== Given passage

Clicking on the link takes you to a website where you can purchase the book.

Cuban Mathematical Olympiads written by Roberto Bosch and translated by yours truly. Published by XYZ Press in 2017. ISBN-13: 978-0-9968745-4-0.

Problems

I have invented problems that have appeared in competitions or in math journals. I compiled them below:

Invented Problems

Student Posters, Papers and Presentations

Kevin Kupiec and Marina Rawlings worked with me on a 3-week research project as Richter scholars in May 2014. The project was titled What's so rational about the alphabet?. They presented the following poster at the Richter Symmposium in June 2014. The following are the slides they made for a presentation at the Lake Forest student Symposium in April 2015. This work together with Margaret Fortman's (mentioned below) is the content of the paper Walking on rational numbers and a self-referential formula.

Ugur Caner Cengiz worked with me on a 10-week research project as a Richter scholar in the Summer of 2014. He wrote the following paper: Finding perfect polynomials mod 2. The following are the slides for the presentation he gave at the Lake Forest Student Symposium. This work, together with some results by Paul Pollack formed the content of the paper Counting perfect polynomials.

Margaret Fortman worked with me on a 4-week research project as a Richter scholar in the Summer of 2015. She made the following poster on her work on the Tupper self-referential formula:
Poster. Margaret also wrote a paper about her work. You can find it here. This work together with the work done by Kevin Kupiec and Marina Rawlings is the content of the paper Walking on rational numbers and a self-referential formula.

Robert Mecham worked with me on a 10-week research project as a Richter scholar in the summer of 2015. Robert worked on the problem of placing first-year students to a first-year studies class that they rank highly while balancing constraints. His presentation "First-world solutions to First-year problems" was given at the Richter Symposium in July 2015.

Noel Orwothwun worked with me on a 4-week research project as a Richter scholar in the summer of 2016. Noel worked on Beatty sequences and prime number races on them. His talk Beatty Sequences and the Prime Race was given at the Richter Symposium in June 2016.

Dipika Subramaniam worked with me on a 4-week research project as a Richter scholar in the summer of 2018. Dipika worked on finding sums of triangular numbers that add to a triangular number. Her poster Playing with Triangular Numbers was presented at the Richter Symposium in June 2018.

====
== Stored data

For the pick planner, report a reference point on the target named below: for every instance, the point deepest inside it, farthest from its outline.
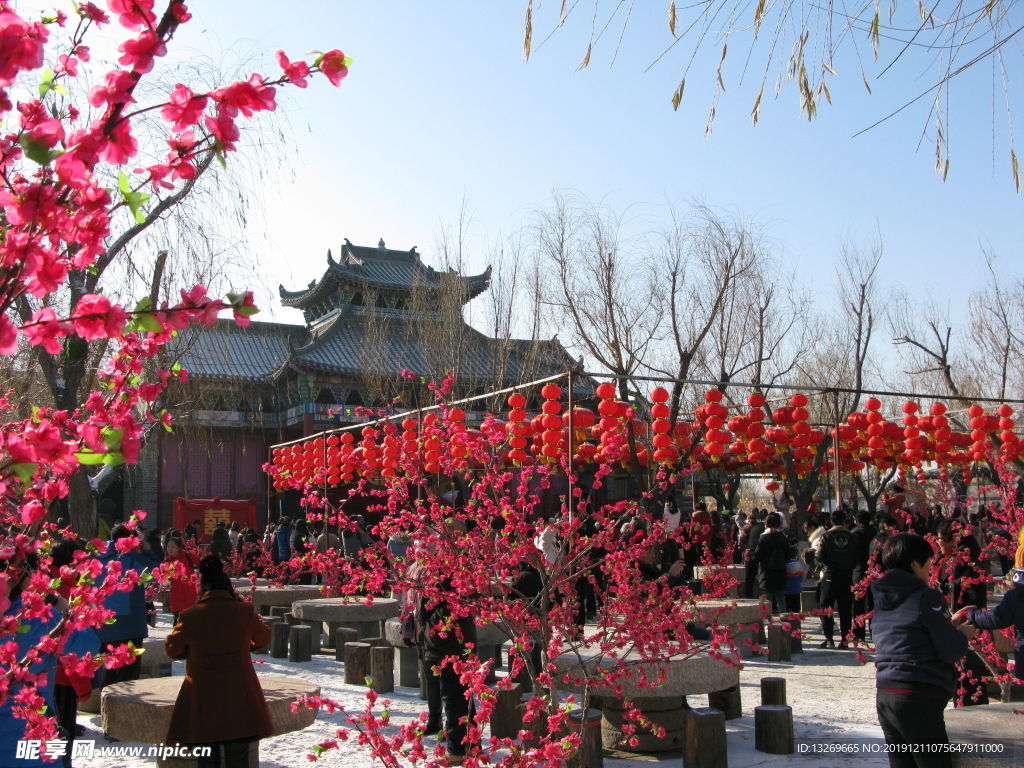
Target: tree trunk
(82, 505)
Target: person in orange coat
(221, 702)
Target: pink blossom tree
(55, 227)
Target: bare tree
(843, 359)
(940, 44)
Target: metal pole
(569, 499)
(837, 450)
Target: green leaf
(34, 151)
(218, 150)
(678, 95)
(25, 472)
(145, 323)
(89, 458)
(46, 83)
(134, 200)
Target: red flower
(33, 512)
(20, 45)
(296, 72)
(224, 129)
(134, 13)
(183, 108)
(121, 145)
(116, 89)
(333, 66)
(138, 53)
(247, 96)
(93, 12)
(95, 317)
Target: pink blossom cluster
(55, 216)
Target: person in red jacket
(184, 591)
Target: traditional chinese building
(379, 325)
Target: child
(795, 569)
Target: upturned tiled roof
(228, 351)
(382, 268)
(265, 351)
(426, 346)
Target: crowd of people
(877, 573)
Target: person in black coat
(916, 648)
(863, 535)
(836, 552)
(771, 554)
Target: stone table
(733, 613)
(140, 711)
(663, 706)
(164, 594)
(489, 638)
(264, 597)
(347, 611)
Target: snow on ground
(832, 695)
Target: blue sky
(440, 103)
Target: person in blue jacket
(31, 632)
(916, 648)
(1009, 612)
(130, 624)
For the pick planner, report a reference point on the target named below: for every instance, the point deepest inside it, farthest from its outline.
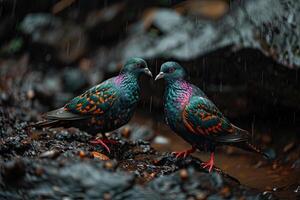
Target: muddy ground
(61, 163)
(51, 51)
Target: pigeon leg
(209, 164)
(185, 153)
(103, 142)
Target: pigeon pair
(189, 113)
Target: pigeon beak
(148, 72)
(160, 76)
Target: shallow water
(251, 170)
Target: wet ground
(281, 175)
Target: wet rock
(137, 132)
(50, 154)
(13, 171)
(245, 26)
(271, 153)
(64, 41)
(74, 80)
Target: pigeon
(104, 107)
(196, 119)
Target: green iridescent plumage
(104, 107)
(195, 118)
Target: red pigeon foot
(209, 164)
(183, 154)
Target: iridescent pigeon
(104, 107)
(195, 118)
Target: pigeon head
(136, 66)
(171, 71)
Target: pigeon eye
(171, 70)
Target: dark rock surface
(271, 26)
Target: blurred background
(242, 54)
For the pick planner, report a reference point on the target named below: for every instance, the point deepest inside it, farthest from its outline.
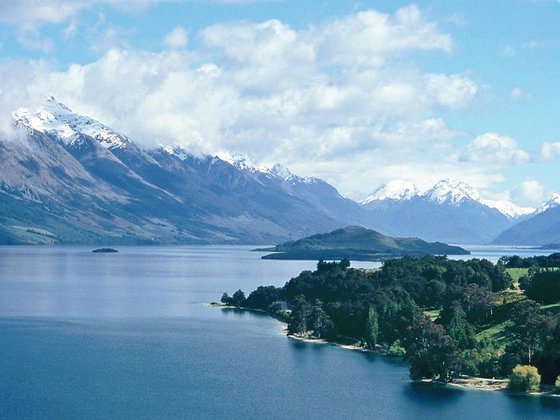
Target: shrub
(396, 350)
(524, 378)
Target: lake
(128, 335)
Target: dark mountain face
(542, 229)
(96, 186)
(72, 179)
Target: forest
(445, 317)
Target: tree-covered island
(447, 318)
(359, 244)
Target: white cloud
(508, 51)
(30, 12)
(453, 91)
(519, 94)
(332, 100)
(550, 151)
(177, 38)
(32, 40)
(495, 150)
(529, 192)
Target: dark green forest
(446, 317)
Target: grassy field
(516, 273)
(433, 314)
(496, 332)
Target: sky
(357, 93)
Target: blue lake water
(127, 335)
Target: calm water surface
(127, 335)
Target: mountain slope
(450, 211)
(73, 179)
(542, 229)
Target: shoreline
(471, 383)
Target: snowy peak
(508, 209)
(55, 118)
(452, 192)
(553, 201)
(176, 151)
(394, 190)
(277, 171)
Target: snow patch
(394, 190)
(56, 119)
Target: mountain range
(67, 178)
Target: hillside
(358, 243)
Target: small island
(359, 244)
(467, 323)
(104, 251)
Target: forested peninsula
(359, 244)
(446, 318)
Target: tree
(226, 299)
(238, 298)
(544, 286)
(262, 297)
(430, 352)
(372, 328)
(524, 378)
(298, 322)
(320, 322)
(532, 329)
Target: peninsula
(359, 244)
(450, 320)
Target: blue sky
(358, 93)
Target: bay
(128, 335)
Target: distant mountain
(541, 229)
(450, 211)
(67, 178)
(358, 243)
(72, 179)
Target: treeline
(539, 261)
(388, 307)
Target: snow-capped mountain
(542, 229)
(394, 190)
(450, 211)
(451, 192)
(85, 182)
(552, 202)
(507, 208)
(57, 120)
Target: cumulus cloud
(30, 12)
(519, 94)
(494, 149)
(332, 100)
(529, 192)
(177, 38)
(453, 91)
(550, 151)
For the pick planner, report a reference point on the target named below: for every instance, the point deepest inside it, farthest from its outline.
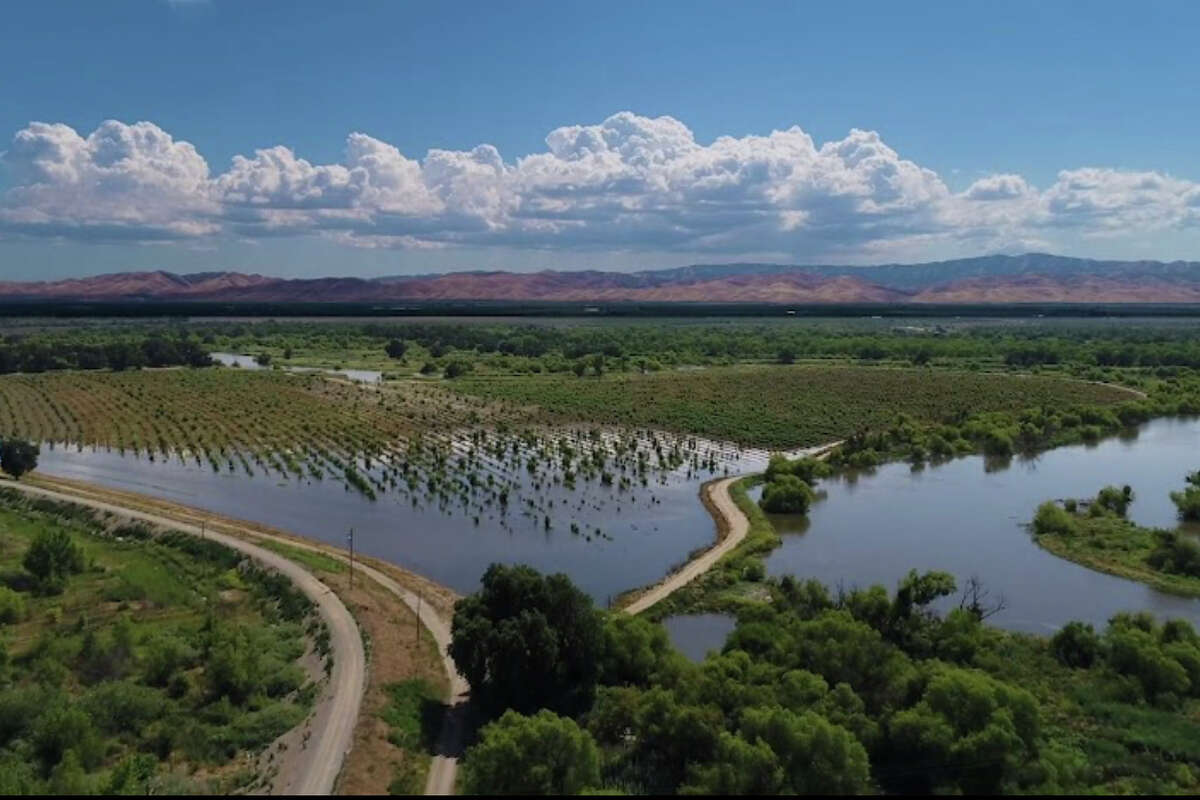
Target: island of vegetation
(862, 692)
(139, 661)
(1097, 534)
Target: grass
(1116, 546)
(736, 579)
(311, 559)
(137, 642)
(413, 716)
(784, 407)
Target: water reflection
(696, 635)
(646, 529)
(967, 517)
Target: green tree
(637, 653)
(52, 559)
(1188, 501)
(539, 755)
(396, 349)
(457, 367)
(526, 641)
(786, 494)
(1077, 645)
(969, 733)
(1114, 499)
(18, 457)
(1053, 519)
(816, 757)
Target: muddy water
(969, 517)
(647, 530)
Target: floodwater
(647, 530)
(247, 362)
(970, 517)
(696, 635)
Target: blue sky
(905, 132)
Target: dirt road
(730, 521)
(339, 708)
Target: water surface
(970, 517)
(647, 530)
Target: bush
(541, 755)
(1053, 519)
(786, 494)
(1075, 645)
(52, 559)
(1115, 500)
(12, 606)
(459, 367)
(1188, 503)
(1175, 553)
(18, 457)
(527, 642)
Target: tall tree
(527, 642)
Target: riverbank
(381, 597)
(312, 763)
(743, 535)
(1116, 546)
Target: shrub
(12, 606)
(52, 559)
(1053, 519)
(1188, 503)
(18, 457)
(1115, 500)
(786, 494)
(541, 755)
(1077, 645)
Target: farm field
(157, 663)
(784, 407)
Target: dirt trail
(730, 521)
(337, 709)
(443, 768)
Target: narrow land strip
(731, 528)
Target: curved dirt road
(331, 740)
(730, 519)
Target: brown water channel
(970, 517)
(646, 529)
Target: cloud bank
(630, 182)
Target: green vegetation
(789, 487)
(18, 456)
(1096, 534)
(544, 753)
(867, 692)
(525, 642)
(785, 407)
(413, 715)
(1188, 500)
(118, 350)
(132, 659)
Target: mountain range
(1033, 277)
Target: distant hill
(1033, 277)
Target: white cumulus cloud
(629, 182)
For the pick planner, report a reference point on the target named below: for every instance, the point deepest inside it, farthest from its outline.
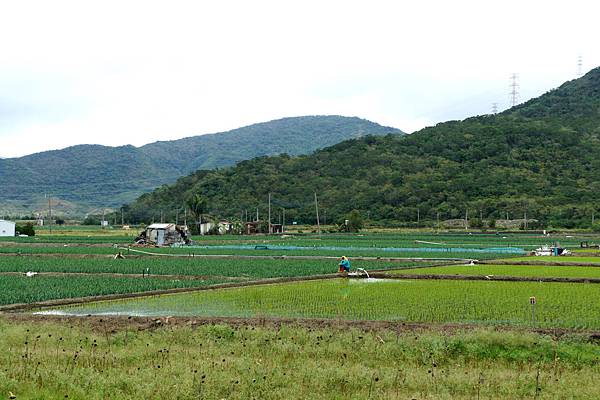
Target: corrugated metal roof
(161, 226)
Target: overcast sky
(129, 72)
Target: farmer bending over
(344, 264)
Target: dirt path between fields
(542, 263)
(142, 276)
(506, 278)
(114, 324)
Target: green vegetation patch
(21, 289)
(254, 268)
(481, 302)
(571, 259)
(216, 361)
(537, 271)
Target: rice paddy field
(268, 317)
(534, 271)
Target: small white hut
(7, 228)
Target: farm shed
(163, 235)
(251, 228)
(7, 228)
(222, 227)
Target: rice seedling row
(537, 271)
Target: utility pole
(270, 230)
(514, 89)
(317, 208)
(50, 214)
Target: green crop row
(376, 240)
(21, 289)
(480, 302)
(73, 249)
(537, 271)
(245, 267)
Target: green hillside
(85, 178)
(541, 158)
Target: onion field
(558, 304)
(535, 271)
(20, 289)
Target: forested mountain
(541, 158)
(87, 177)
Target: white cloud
(120, 72)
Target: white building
(7, 228)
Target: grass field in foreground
(58, 361)
(537, 271)
(563, 305)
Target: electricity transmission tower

====

Set exercise A: On the student research page, what did Dipika Subramaniam work on during her 2018 project?
Set exercise B: Translate this sentence from the student research page into Spanish: "Noel worked on Beatty sequences and prime number races on them."
Set exercise C: Reproduce the student research page from "Robert Mecham worked" up to and including "in July 2015.".

Task output A: Finding sums of triangular numbers that add to a triangular number.

Task output B: Noel trabajó en sucesiones de Beatty y en carreras de números primos en ellas.

Task output C:
Robert Mecham worked with me on a 10-week research project as a Richter scholar in the summer of 2015. Robert worked on the problem of placing first-year students to a first-year studies class that they rank highly while balancing constraints. His presentation "First-world solutions to First-year problems" was given at the Richter Symposium in July 2015.